═══ RECORDS TO USE ═══

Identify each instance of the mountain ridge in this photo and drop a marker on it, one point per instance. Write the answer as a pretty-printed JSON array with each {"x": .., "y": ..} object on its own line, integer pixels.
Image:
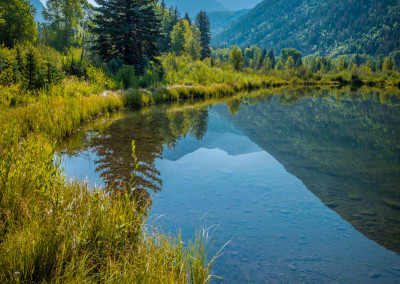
[{"x": 325, "y": 27}]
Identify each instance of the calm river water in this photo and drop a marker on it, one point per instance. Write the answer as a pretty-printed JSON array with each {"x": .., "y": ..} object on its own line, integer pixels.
[{"x": 305, "y": 185}]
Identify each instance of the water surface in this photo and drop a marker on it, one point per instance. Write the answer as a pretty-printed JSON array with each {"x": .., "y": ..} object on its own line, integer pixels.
[{"x": 306, "y": 190}]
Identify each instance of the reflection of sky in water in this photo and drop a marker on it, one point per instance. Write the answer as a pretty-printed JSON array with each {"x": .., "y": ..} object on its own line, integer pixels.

═══

> _BRIEF_
Write out every row above again, requests included, multiplying each x and y pixel coordinate in the answers by 0.4 and rounding to a whole number, with halves rounded up. Leave the pictures out.

> _THE SOLUTION_
Identify each instance of the mountain ridge in this photo and drop a marker on it, one point per instance. Write the answer as a pretty-printed JSON array with each {"x": .., "y": ..} object on its own line, integer pixels.
Image:
[{"x": 130, "y": 11}]
Identify each instance of the calm river water in this photo and drop a marker on it, one point per instance. Write the answer as a pretty-printed JSON array with each {"x": .., "y": ..} object on its own line, integer pixels.
[{"x": 122, "y": 74}]
Identify each instance of the water surface in this photo and drop a marker on it, one point per instance. Write the answer as a pretty-printed JSON array with each {"x": .., "y": ..} object on its own line, integer pixels.
[{"x": 122, "y": 76}]
Identify each instance of the reflection of sky in water in this photo and drop a marker on it, one point per instance. Write the answer as a pretty-printed JSON array with each {"x": .., "y": ..} object on its own line, integer pixels.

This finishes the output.